### [WHAT YOU SHOULD DO]
Copy the data from the line containing "In the picture above, where can the white cap" through the end, changing "white cap" to "white hat" and leaving everything else the same.
________________________________________
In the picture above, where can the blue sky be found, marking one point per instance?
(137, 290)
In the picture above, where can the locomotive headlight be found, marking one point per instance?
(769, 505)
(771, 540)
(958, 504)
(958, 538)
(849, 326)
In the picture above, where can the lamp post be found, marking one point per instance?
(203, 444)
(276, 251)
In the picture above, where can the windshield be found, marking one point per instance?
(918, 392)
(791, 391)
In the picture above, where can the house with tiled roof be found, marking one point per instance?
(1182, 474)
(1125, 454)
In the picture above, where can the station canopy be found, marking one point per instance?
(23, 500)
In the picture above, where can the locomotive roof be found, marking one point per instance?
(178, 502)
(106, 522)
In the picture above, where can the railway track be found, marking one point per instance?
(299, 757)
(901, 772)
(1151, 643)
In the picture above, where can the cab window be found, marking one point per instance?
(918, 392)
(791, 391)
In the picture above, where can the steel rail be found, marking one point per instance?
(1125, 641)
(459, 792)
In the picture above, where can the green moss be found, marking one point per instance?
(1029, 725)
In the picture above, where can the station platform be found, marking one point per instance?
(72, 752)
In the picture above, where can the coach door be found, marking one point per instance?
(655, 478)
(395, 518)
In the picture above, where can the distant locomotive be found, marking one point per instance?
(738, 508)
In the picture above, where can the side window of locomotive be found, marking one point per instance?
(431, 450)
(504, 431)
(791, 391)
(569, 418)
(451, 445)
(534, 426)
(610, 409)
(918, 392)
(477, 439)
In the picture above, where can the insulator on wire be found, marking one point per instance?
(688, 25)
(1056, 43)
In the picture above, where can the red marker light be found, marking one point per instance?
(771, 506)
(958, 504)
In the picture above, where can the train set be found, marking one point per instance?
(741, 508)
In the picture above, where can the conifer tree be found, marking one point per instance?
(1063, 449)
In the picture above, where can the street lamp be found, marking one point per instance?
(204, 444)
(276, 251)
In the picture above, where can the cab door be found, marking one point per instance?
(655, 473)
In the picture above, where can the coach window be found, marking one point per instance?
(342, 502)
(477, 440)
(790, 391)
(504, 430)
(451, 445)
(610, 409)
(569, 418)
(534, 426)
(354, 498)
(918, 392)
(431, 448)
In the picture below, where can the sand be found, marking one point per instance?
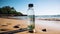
(22, 24)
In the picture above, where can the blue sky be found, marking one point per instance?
(41, 7)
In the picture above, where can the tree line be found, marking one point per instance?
(8, 11)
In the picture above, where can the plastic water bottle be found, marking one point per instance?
(31, 18)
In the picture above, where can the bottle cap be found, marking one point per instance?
(30, 5)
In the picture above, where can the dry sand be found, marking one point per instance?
(23, 24)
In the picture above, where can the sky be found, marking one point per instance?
(41, 7)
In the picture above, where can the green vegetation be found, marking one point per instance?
(9, 11)
(31, 27)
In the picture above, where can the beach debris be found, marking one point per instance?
(4, 29)
(16, 26)
(31, 31)
(44, 30)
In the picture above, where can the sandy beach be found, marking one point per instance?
(9, 24)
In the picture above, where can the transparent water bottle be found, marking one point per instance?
(31, 18)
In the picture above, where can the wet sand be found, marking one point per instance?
(53, 28)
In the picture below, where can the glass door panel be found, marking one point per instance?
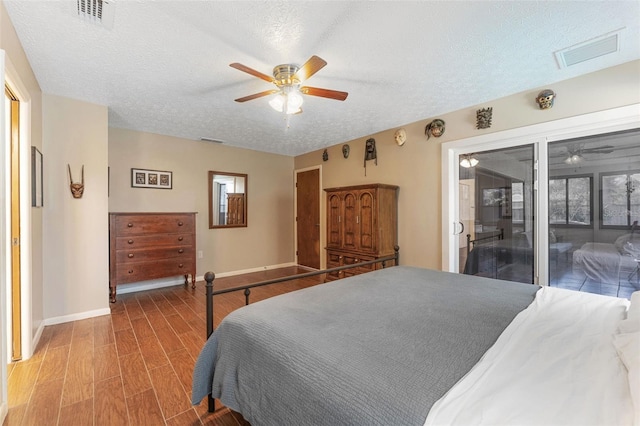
(496, 204)
(594, 201)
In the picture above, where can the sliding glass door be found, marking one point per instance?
(496, 214)
(594, 210)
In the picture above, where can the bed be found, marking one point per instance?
(606, 262)
(412, 346)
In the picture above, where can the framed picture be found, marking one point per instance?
(492, 196)
(36, 177)
(143, 178)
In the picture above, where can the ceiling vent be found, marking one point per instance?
(205, 139)
(591, 49)
(100, 12)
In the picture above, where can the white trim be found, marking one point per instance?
(612, 120)
(77, 317)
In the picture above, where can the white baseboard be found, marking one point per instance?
(76, 317)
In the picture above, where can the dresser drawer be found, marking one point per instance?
(126, 225)
(141, 271)
(141, 255)
(143, 241)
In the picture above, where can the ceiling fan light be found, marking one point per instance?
(573, 159)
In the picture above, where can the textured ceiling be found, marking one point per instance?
(164, 65)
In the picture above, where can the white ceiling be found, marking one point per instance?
(164, 65)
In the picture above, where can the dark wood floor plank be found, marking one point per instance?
(110, 407)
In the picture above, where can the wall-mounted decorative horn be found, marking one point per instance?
(76, 188)
(483, 118)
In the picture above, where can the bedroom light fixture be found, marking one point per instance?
(288, 100)
(468, 160)
(573, 159)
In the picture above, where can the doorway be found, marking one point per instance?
(308, 218)
(496, 205)
(12, 136)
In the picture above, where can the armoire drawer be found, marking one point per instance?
(154, 240)
(142, 255)
(141, 271)
(134, 224)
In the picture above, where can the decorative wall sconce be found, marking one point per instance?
(483, 118)
(468, 161)
(76, 188)
(400, 137)
(435, 128)
(370, 153)
(546, 98)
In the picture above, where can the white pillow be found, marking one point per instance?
(632, 323)
(628, 347)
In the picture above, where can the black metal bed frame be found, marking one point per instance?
(210, 276)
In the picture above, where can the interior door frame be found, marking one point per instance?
(322, 214)
(29, 339)
(540, 135)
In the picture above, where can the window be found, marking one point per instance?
(620, 200)
(570, 201)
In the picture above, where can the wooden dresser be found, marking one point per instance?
(145, 246)
(361, 226)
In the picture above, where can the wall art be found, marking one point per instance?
(143, 178)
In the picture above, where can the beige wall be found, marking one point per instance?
(76, 237)
(266, 242)
(416, 166)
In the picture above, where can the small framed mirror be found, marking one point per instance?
(227, 200)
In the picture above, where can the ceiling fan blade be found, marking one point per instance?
(253, 72)
(257, 95)
(324, 93)
(312, 66)
(605, 149)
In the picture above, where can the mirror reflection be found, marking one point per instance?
(227, 199)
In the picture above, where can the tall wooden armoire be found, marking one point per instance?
(362, 225)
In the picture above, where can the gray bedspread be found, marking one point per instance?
(374, 349)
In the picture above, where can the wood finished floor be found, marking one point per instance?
(132, 367)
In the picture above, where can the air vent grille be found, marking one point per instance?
(600, 46)
(96, 11)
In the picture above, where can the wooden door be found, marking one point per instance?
(366, 221)
(308, 218)
(16, 292)
(350, 225)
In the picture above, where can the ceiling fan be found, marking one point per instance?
(288, 79)
(576, 153)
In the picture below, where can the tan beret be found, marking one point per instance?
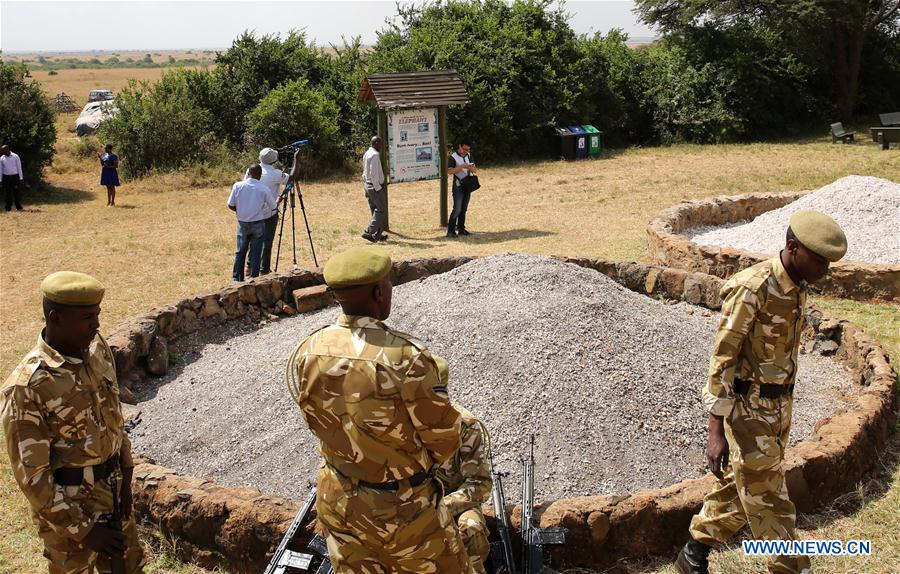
(443, 368)
(72, 288)
(357, 266)
(819, 233)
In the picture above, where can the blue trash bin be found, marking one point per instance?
(565, 143)
(581, 144)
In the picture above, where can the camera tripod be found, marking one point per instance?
(293, 195)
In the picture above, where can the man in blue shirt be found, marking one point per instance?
(253, 203)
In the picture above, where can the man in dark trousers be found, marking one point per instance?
(11, 172)
(376, 192)
(460, 166)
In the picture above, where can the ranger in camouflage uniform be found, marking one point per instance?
(65, 433)
(373, 398)
(466, 481)
(749, 394)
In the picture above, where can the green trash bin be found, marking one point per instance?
(593, 135)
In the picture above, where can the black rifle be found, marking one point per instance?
(113, 521)
(501, 553)
(285, 558)
(533, 538)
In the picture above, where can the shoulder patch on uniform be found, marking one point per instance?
(752, 278)
(419, 345)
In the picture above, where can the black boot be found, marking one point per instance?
(693, 558)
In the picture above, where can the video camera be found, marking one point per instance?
(286, 153)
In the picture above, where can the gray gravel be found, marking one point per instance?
(867, 208)
(609, 381)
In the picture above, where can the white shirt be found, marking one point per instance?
(273, 178)
(11, 164)
(252, 199)
(372, 172)
(459, 160)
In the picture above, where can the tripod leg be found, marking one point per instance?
(308, 232)
(280, 231)
(294, 229)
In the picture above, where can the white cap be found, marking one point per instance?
(268, 155)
________________________________________
### [ANSWER FOR THIS EXERCISE]
In the picture above, where can the white hat be found, marking one point per instance?
(268, 155)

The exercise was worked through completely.